** begin ITEMS **

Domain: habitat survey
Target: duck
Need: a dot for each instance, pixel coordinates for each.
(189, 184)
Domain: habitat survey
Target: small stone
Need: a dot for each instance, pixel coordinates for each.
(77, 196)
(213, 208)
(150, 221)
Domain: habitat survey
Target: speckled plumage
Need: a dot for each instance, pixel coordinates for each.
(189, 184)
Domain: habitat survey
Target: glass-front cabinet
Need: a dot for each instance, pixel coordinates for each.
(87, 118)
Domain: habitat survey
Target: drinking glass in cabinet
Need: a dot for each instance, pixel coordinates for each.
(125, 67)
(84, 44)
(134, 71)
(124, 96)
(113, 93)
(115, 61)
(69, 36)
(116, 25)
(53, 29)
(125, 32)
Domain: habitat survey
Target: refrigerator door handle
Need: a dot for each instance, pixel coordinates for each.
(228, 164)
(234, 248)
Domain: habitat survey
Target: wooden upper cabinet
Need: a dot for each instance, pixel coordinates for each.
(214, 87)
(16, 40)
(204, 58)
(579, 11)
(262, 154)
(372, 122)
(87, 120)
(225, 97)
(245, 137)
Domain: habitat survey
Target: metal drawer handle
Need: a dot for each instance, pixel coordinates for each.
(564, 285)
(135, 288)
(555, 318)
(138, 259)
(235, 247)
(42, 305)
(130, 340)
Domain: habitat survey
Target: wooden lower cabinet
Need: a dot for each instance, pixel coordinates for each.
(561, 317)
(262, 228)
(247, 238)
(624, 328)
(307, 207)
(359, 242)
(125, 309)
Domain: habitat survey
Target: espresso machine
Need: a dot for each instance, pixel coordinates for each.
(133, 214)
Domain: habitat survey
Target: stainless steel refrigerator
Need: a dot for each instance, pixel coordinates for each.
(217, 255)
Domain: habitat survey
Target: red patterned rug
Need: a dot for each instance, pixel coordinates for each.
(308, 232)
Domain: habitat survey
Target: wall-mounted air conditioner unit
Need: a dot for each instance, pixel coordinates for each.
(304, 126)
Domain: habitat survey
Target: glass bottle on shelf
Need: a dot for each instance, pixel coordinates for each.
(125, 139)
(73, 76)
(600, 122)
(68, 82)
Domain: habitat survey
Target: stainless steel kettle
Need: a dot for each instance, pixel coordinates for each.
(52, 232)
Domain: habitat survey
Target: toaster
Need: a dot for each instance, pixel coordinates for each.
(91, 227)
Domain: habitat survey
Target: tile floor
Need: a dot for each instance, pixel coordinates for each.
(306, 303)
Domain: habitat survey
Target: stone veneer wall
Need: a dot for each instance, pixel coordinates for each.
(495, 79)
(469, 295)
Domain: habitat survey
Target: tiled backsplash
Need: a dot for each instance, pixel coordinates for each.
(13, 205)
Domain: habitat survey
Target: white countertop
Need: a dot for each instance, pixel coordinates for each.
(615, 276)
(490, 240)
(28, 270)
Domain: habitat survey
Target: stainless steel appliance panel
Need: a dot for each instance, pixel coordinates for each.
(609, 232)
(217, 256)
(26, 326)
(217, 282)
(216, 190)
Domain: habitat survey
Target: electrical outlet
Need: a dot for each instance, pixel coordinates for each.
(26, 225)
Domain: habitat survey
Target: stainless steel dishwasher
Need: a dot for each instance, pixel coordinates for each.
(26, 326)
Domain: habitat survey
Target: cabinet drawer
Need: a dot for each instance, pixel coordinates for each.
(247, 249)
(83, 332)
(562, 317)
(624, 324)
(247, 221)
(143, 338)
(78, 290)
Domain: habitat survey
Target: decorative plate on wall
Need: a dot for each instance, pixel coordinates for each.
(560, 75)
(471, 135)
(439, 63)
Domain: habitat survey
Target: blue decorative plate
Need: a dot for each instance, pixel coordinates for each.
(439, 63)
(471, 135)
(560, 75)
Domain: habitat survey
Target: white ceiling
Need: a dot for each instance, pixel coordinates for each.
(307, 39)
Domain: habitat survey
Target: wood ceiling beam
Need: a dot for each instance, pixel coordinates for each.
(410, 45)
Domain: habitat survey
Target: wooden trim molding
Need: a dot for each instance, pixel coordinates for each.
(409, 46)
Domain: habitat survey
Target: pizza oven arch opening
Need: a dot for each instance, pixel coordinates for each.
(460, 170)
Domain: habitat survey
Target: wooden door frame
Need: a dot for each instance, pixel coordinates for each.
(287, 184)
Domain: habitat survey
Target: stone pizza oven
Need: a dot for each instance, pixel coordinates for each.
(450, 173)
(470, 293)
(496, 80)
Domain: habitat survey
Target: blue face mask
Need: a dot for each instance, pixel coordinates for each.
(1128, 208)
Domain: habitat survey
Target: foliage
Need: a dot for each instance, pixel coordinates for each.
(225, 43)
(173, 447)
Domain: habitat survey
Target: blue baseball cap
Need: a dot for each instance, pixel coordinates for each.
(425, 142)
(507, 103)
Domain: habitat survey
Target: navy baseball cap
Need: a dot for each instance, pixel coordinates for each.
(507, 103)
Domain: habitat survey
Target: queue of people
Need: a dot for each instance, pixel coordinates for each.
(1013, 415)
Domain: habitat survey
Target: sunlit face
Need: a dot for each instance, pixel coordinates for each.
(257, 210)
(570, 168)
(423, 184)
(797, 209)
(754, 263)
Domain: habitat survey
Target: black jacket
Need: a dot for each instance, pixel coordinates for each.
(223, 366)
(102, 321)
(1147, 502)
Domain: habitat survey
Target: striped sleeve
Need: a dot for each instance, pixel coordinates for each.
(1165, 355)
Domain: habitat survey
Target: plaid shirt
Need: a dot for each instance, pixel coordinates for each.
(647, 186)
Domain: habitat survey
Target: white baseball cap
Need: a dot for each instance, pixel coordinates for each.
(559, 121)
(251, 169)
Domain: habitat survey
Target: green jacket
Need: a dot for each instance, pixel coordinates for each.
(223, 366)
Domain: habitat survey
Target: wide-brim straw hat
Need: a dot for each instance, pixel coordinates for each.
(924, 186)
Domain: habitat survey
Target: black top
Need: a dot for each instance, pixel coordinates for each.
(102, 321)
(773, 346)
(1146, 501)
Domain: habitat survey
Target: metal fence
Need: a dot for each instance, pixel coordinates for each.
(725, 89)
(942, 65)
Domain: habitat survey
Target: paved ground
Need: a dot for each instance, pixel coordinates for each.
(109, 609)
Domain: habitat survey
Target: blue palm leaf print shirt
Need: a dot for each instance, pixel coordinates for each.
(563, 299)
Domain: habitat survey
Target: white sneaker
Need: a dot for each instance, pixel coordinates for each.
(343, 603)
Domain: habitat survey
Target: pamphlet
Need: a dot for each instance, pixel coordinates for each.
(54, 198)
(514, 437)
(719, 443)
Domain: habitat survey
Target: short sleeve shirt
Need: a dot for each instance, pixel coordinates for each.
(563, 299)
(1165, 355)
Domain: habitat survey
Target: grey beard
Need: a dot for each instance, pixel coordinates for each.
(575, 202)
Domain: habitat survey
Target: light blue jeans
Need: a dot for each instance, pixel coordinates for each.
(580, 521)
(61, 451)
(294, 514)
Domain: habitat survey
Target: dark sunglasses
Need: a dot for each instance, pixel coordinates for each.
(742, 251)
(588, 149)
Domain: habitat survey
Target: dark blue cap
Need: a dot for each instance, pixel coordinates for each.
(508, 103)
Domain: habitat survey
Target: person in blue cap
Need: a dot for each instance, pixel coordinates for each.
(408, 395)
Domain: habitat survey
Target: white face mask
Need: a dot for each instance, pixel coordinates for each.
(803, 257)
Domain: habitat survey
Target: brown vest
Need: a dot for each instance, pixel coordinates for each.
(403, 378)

** end ITEMS **

▶ _DO THIS_
Output the entries exactly.

▶ _PROBLEM SOLUTION_
Domain: habitat survey
Target: duck
Need: a dot for each instance, pixel coordinates for each.
(189, 184)
Domain: habitat survey
Target: small stone
Need: a dot for each instance, pixel coordinates for each.
(77, 196)
(213, 208)
(150, 221)
Domain: habitat survey
Target: speckled plumage
Need: a dot for each instance, pixel coordinates for each.
(189, 184)
Domain: habitat survey
Target: glass-front cabinet
Need: a dot for each instance, pixel coordinates for each.
(87, 118)
Domain: habitat survey
Target: drinking glass in cabinet
Need: a dot for each instance, pixel coordinates for each.
(125, 67)
(84, 44)
(134, 71)
(124, 96)
(113, 93)
(115, 61)
(69, 36)
(116, 25)
(53, 29)
(125, 32)
Domain: habitat survey
Target: refrigerator door handle
Need: a dot for each instance, pixel coordinates for each.
(228, 164)
(234, 248)
Domain: habitat survey
Target: wooden upper cabinet
Need: a dot for each instance, pixel coordinates for each.
(214, 87)
(16, 40)
(204, 58)
(579, 11)
(262, 154)
(372, 122)
(87, 120)
(225, 97)
(245, 137)
Domain: habitat survey
Target: metal drawer handle
Need: a dot for each instance, pixel coordinates for each.
(564, 285)
(135, 288)
(555, 318)
(138, 259)
(235, 247)
(42, 305)
(130, 340)
Domain: habitat survey
Target: wooden lower cabinet
Need: a dot for each instance, pixel coordinates for each.
(561, 317)
(262, 228)
(247, 238)
(624, 328)
(307, 207)
(359, 242)
(125, 309)
Domain: habitat survey
Target: espresso machine
Need: a dot for each instance, pixel coordinates for each.
(133, 214)
Domain: habitat survey
Target: stainless steel refrigerator
Need: a dot for each instance, pixel coordinates for each.
(217, 255)
Domain: habitat survey
Target: red patterned rug
Need: a dot for each instance, pixel coordinates for each.
(308, 232)
Domain: habitat survey
Target: wall-mounted air conditioner unit
Need: a dot for each instance, pixel coordinates for each.
(304, 126)
Domain: habitat survey
Target: glass bottle on shelf
Need: a dot for each instance, pixel coordinates for each.
(125, 139)
(73, 76)
(600, 122)
(68, 82)
Domain: habitat survey
Target: stainless steel kettle
Need: a dot for each instance, pixel coordinates for each.
(52, 232)
Domain: habitat survey
Target: toaster
Need: a dot for each instance, pixel coordinates for each.
(91, 227)
Domain: habitat survey
Target: tile floor
Need: a dot for each instance, pixel coordinates for each.
(306, 303)
Domain: habitat survey
Target: stone veneer wall
Need: a dot for each instance, pixel coordinates for each.
(495, 79)
(469, 295)
Domain: habitat survey
Target: tiled backsplash
Need: a dot for each instance, pixel coordinates for each.
(13, 205)
Domain: habitat survey
Target: white countertop
Need: a dot for each instance, pixel coordinates for each.
(615, 276)
(490, 240)
(28, 270)
Domain: habitat survey
Target: stainless steel appliance panel
Need: a dot for each instance, pixel coordinates for each.
(609, 232)
(217, 256)
(26, 326)
(217, 282)
(216, 190)
Domain: habitat survey
Target: electrical outlet
Need: a dot for each instance, pixel coordinates for each.
(26, 225)
Domain: habitat survey
Target: stainless steel dishwasher
Need: a dot for each instance, pixel coordinates for each.
(26, 326)
Domain: habitat survey
Target: cabinet drawer
Need: a dot for each instance, pixel coordinates for each.
(247, 249)
(83, 332)
(562, 317)
(624, 324)
(247, 221)
(143, 338)
(78, 290)
Domain: habitat survey
Target: decorative plate on wall
Need: a dot for each instance, pixel coordinates for each.
(560, 75)
(471, 135)
(439, 63)
Domain: habitat survey
Target: blue decorative plate
Need: a dot for each instance, pixel coordinates for each.
(439, 63)
(471, 135)
(560, 75)
Domain: habitat survey
Target: white ceiling
Need: a dot for each instance, pixel coordinates for each.
(307, 39)
Domain: habitat survey
Target: wood ceiling beam
Need: a dot for each instance, pixel coordinates for each.
(410, 45)
Domain: habitat survey
Target: wooden trim molding
Need: a dot for each instance, pixel coordinates for each.
(409, 46)
Domain: habitat survey
Target: pizza oven arch opening
Need: a dot for each instance, pixel coordinates for each.
(460, 170)
Domain: habitat survey
Target: wooden door frame
Need: a dot for each instance, pixel coordinates for each.
(287, 184)
Domain: habitat survey
Target: stone pizza oven
Need: a dot for each instance, pixel coordinates for each.
(450, 173)
(470, 293)
(496, 80)
Domain: habitat survey
Target: blue face mask
Need: a dot for each instance, pixel coordinates for each.
(1128, 208)
Domain: habitat survey
Target: foliage
Need: a dot for each instance, pixel coordinates for each.
(225, 43)
(173, 447)
Domain: habitat survey
Target: blue baseball cap
Need: a dot for each instance, pixel coordinates for each.
(425, 142)
(507, 103)
Domain: habitat survey
Target: navy baseball cap
Need: a dot for each instance, pixel coordinates for each.
(507, 103)
Domain: habitat survey
Target: queue of people
Need: a dot for each instance, pixel coordinates for each.
(1013, 415)
Domain: habitat survey
Target: sunlit face
Need: a dot for each instance, pixel coordinates for each.
(257, 210)
(570, 168)
(423, 184)
(797, 209)
(754, 263)
Domain: habitat survey
Target: black jacket
Need: a dot for each instance, pixel coordinates for each.
(223, 366)
(102, 321)
(1147, 502)
Domain: habitat survey
Target: striped sleeve
Need: a dot for each instance, pixel coordinates for each.
(1165, 355)
Domain: habitat survey
Target: plaid shirt
Need: a dot for each instance, pixel coordinates for each.
(647, 186)
Domain: habitat survey
Target: white baseball cap
Need: a dot for each instance, pixel coordinates for each.
(559, 121)
(251, 169)
Domain: habitat survey
Target: green jacket
Need: a dot for each instance, pixel coordinates for each.
(223, 366)
Domain: habitat survey
Target: wide-brim straw hat
Need: a dot for each instance, pixel coordinates for each.
(924, 186)
Domain: habitat survey
Target: black top
Need: a dot for each instance, pixel coordinates for each.
(102, 321)
(773, 346)
(1146, 501)
Domain: habitat survey
Target: metal fence
Need: a dot for each instance, pixel coordinates for each.
(725, 89)
(942, 65)
Domain: habitat survey
Target: paved ground
Need: a dot for each instance, pixel coordinates for each.
(109, 609)
Domain: habitat survey
Target: blue palm leaf print shirt
Need: a dot for each instance, pixel coordinates for each.
(563, 299)
Domain: habitat survey
Target: white sneaker
Need: a dot for each instance, pixel coordinates for each.
(343, 603)
Domain: habitat survey
Target: pamphlet
Need: a dot for each instance, pixel coordinates for each.
(54, 198)
(514, 437)
(719, 443)
Domain: habitat survey
Target: short sleeve shirt
Need: a dot for each instance, pixel coordinates for each.
(563, 299)
(1165, 355)
Domain: habitat survey
Target: grey beard
Need: a dot for each instance, pixel coordinates for each.
(575, 202)
Domain: habitat survey
Target: light blue jeans
Need: a dot for each instance, pixel coordinates for each.
(580, 521)
(61, 451)
(294, 514)
Domain: habitat survey
Target: dark sunglasses
Need: a dot for each instance, pixel coordinates for each.
(742, 251)
(588, 149)
Domain: habitat survey
Target: dark blue cap
Need: a dot for each instance, pixel coordinates for each.
(508, 103)
Domain: habitat survey
Target: person in blue cap
Need: a dot for each instance, pixel coordinates for each.
(408, 395)
Domain: habitat survey
Target: white face mask
Need: a dot for each instance, pixel coordinates for each.
(803, 257)
Domain: habitat survey
Target: brown vest
Need: a dot for each instance, pixel coordinates for each.
(403, 378)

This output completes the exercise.